── STORED RECORDS ──

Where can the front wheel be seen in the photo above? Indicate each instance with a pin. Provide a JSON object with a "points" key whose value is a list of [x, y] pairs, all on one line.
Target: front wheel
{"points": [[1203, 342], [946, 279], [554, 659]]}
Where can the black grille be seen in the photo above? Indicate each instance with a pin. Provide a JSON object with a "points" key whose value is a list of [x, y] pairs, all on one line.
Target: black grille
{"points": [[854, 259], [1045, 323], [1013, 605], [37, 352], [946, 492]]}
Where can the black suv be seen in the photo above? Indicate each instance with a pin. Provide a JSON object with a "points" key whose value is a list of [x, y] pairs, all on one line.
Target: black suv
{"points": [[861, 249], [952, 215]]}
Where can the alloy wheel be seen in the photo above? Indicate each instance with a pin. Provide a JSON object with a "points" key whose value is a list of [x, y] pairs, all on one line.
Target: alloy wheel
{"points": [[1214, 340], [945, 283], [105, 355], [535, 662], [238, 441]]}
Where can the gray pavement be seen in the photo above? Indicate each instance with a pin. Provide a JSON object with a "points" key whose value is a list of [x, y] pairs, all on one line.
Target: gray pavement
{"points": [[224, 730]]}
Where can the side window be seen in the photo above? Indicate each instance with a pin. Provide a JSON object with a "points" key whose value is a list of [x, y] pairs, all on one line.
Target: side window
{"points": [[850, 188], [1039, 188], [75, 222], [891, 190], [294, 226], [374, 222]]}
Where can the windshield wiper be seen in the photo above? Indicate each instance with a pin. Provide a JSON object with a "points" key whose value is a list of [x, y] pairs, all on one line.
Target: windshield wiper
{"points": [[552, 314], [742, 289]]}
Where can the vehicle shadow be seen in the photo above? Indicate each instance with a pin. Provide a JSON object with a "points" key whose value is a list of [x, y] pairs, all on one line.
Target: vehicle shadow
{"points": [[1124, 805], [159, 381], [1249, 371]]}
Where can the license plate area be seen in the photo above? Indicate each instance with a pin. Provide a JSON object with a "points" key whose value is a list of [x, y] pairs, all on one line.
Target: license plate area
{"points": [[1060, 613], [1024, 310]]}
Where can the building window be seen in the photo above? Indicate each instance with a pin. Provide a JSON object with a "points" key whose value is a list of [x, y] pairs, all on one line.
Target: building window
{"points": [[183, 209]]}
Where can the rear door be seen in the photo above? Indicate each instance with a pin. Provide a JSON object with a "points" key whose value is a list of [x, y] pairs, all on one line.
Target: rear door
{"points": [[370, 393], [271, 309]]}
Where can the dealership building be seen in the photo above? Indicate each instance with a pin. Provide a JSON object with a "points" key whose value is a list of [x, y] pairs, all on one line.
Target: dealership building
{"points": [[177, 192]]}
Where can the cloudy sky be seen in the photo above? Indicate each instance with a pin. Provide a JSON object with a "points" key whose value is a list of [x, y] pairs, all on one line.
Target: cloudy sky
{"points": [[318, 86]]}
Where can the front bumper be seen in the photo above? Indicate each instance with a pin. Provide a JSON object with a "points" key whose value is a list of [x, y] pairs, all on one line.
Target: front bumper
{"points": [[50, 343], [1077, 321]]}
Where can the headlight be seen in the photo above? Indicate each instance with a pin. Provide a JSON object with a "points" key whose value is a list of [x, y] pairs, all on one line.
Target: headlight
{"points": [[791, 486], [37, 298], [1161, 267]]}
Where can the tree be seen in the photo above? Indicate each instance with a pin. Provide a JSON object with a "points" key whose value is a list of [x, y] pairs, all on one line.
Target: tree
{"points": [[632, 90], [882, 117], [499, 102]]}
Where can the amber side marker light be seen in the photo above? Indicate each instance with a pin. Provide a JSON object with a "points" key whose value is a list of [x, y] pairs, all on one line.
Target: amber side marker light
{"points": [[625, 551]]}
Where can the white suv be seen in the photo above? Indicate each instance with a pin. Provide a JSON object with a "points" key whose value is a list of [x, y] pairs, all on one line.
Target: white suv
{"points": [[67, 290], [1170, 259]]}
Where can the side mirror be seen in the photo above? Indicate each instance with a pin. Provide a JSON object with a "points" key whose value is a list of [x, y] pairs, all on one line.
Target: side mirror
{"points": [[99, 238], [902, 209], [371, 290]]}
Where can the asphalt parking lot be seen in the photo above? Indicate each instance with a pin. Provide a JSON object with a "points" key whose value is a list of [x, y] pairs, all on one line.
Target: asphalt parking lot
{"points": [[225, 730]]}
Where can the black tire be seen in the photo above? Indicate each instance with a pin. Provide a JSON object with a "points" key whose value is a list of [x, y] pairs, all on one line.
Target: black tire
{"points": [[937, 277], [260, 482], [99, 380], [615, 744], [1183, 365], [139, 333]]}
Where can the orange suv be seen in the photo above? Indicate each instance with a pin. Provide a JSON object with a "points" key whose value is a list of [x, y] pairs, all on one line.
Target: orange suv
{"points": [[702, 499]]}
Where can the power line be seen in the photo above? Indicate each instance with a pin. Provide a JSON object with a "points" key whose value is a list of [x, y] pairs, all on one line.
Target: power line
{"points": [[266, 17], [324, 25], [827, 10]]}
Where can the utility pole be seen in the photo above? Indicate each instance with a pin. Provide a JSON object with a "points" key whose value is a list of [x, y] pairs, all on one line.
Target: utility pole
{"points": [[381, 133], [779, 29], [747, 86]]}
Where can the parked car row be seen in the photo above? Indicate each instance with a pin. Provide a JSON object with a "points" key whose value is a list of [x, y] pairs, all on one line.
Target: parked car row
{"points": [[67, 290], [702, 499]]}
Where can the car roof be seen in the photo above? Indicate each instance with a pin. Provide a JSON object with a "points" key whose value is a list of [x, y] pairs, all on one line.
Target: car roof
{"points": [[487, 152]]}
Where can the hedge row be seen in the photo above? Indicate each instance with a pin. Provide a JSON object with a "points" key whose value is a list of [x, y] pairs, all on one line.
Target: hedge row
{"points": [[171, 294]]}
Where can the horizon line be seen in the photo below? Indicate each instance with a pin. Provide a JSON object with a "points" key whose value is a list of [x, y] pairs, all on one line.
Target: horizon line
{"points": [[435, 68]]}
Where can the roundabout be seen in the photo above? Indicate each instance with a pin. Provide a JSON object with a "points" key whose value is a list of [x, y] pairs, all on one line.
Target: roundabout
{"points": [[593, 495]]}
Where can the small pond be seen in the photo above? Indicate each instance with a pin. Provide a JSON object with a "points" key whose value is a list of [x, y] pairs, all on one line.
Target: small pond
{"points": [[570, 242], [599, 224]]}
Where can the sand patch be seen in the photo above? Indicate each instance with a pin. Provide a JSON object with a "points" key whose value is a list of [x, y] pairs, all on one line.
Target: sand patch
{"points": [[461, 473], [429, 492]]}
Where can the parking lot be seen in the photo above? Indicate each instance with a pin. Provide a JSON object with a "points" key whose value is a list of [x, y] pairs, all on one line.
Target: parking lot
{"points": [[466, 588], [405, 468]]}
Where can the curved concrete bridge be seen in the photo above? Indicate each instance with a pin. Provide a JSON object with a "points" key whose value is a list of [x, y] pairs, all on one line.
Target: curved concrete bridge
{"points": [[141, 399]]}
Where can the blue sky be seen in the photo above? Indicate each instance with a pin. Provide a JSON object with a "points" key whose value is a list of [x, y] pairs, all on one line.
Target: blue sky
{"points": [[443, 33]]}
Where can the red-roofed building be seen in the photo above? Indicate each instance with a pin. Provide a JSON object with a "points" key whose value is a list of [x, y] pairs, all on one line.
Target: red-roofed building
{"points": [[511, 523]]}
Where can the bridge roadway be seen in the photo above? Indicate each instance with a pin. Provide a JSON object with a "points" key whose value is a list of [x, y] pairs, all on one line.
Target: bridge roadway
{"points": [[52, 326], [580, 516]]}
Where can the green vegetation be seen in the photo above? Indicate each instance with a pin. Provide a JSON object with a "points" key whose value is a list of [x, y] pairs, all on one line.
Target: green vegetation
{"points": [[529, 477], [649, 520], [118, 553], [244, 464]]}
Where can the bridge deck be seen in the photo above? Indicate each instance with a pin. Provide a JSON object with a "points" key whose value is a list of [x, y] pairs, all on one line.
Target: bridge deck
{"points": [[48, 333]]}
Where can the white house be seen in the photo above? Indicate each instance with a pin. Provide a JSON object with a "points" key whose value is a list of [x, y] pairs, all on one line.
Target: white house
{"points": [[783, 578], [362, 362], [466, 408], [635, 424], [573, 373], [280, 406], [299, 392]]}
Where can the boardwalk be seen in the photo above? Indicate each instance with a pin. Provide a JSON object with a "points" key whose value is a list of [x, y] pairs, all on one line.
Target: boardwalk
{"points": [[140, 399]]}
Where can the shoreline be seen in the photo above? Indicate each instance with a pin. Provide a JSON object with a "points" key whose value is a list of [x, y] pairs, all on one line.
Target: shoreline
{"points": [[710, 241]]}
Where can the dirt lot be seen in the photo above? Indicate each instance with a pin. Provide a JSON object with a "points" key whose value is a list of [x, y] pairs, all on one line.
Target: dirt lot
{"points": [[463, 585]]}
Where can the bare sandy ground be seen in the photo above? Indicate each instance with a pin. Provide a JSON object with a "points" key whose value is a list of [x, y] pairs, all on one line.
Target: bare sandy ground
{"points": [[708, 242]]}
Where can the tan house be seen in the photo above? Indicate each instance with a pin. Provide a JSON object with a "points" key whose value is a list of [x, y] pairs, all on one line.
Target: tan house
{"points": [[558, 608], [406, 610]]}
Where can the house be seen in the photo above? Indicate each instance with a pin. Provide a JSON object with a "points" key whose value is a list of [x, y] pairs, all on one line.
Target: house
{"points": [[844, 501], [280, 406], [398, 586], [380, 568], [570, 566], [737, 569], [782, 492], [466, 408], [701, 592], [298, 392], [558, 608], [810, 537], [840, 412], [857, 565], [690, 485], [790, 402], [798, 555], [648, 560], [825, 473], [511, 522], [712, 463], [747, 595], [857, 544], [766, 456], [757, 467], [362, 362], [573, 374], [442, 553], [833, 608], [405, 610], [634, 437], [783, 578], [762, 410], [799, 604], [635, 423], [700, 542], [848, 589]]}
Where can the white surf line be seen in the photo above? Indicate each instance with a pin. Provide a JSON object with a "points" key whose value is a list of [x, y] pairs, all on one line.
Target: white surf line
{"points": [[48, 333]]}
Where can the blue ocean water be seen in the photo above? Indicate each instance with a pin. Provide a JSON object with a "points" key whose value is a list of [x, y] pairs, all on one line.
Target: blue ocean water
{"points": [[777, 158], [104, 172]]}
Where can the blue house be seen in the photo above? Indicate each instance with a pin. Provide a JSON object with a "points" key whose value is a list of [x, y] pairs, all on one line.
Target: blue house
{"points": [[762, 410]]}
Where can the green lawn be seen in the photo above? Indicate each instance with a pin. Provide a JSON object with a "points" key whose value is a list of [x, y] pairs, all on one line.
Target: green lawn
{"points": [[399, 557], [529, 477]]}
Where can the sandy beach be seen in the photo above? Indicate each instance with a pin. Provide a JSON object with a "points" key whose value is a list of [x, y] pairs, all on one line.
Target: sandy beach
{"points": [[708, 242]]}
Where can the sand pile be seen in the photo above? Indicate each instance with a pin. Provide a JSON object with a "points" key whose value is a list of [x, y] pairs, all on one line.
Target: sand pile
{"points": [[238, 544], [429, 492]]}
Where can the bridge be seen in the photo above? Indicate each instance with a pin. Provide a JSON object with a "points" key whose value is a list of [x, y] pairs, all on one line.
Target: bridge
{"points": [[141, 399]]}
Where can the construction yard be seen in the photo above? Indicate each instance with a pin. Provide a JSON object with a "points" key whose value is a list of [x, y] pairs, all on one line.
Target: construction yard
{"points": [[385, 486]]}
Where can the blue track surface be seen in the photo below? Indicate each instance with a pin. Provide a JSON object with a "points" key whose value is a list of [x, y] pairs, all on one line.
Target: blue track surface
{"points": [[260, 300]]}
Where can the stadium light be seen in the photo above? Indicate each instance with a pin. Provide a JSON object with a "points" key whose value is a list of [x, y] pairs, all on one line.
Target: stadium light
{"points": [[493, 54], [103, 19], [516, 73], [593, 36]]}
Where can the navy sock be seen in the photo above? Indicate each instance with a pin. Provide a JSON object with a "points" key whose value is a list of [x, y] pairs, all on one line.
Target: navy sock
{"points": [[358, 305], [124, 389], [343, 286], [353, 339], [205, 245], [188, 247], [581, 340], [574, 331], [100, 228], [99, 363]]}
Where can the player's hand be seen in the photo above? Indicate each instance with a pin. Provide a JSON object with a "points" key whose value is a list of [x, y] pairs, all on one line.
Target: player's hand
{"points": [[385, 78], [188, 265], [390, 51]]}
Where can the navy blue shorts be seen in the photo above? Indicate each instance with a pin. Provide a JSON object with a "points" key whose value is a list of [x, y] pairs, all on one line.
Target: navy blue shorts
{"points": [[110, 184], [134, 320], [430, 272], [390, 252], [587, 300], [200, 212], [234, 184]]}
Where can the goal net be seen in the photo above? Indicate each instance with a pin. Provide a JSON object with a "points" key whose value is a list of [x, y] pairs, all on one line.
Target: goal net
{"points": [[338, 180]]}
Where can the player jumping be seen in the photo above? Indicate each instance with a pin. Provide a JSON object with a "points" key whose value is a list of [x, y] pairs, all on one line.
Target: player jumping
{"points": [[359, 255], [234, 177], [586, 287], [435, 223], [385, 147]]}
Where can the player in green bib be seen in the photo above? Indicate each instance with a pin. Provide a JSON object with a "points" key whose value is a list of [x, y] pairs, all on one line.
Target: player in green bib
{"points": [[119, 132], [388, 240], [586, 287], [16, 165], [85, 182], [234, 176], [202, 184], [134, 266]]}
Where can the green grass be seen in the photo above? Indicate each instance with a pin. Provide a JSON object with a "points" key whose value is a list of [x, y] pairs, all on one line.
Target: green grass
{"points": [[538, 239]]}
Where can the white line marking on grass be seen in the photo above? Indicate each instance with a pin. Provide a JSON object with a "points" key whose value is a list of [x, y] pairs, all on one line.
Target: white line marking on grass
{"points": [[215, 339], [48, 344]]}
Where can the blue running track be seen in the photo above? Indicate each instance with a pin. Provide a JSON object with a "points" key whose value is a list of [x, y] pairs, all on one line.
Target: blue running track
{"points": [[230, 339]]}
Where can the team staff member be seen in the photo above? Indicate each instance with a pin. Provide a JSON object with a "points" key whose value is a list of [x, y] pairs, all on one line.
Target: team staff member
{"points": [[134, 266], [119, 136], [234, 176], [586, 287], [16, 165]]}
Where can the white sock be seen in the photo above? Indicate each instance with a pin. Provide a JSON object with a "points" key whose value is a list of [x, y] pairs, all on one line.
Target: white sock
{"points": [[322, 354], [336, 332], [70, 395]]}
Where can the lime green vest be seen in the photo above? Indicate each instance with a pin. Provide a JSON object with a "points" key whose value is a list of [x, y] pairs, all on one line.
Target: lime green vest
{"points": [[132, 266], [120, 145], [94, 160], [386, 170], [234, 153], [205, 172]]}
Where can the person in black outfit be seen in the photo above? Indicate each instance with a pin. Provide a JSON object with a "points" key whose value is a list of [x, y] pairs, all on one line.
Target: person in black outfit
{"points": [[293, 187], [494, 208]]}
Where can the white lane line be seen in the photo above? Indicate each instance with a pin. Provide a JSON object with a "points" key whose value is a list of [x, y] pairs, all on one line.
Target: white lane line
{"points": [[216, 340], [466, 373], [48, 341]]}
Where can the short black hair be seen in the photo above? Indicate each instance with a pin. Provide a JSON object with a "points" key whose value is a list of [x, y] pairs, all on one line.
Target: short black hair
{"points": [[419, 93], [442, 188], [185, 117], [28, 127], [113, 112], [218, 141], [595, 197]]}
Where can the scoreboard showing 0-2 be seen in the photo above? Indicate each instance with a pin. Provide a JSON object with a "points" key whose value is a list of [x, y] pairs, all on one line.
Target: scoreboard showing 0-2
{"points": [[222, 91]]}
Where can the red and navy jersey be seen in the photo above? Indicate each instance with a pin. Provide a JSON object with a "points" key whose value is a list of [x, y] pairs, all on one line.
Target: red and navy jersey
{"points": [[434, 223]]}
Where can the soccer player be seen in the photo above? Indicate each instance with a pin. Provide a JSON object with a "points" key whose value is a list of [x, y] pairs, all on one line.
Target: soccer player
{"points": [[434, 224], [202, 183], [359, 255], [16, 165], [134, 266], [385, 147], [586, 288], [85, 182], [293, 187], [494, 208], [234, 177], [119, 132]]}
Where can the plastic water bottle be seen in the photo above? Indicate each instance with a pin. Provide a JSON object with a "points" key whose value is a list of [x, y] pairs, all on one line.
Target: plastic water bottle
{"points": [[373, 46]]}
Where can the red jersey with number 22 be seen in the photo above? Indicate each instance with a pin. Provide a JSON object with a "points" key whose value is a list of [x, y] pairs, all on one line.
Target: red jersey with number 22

───

__WHAT YOU HAVE TO DO__:
What needs duplicating is the run of lines from the one containing "Where can the red and" through the last line of the entries above, exact and complete.

__RESULT OF THE EXERCISE__:
Where can the red and navy jersey be seen in the photo above? Indicate each instance with a pin. Provide a JSON object with a "points" key whose value is a list of [x, y] pairs, all on one line.
Target: red and navy jersey
{"points": [[434, 223]]}
Where can the soccer player be seen in the photo above? Indicate each instance with a pin. Provide a JSON object with a "points" key whose value is a list of [x, y] pairs, all on one line.
Target: soccer player
{"points": [[434, 224], [202, 183], [359, 255], [16, 165], [134, 266], [385, 147], [586, 288], [85, 182], [293, 187], [494, 208], [234, 177], [119, 132]]}
Where can the plastic water bottle be seen in the photo above? Indicate each instance with a pin. Provide a JSON object with a "points" key whose value is a list of [x, y] pairs, all on one line.
Target: plastic water bottle
{"points": [[373, 46]]}
Where can the red jersey with number 22 be seen in the photo above? Indicate each instance with a pin. Provide a JSON object with a "points" key whose value is a list of [x, y] pairs, all on one line.
Target: red jersey with number 22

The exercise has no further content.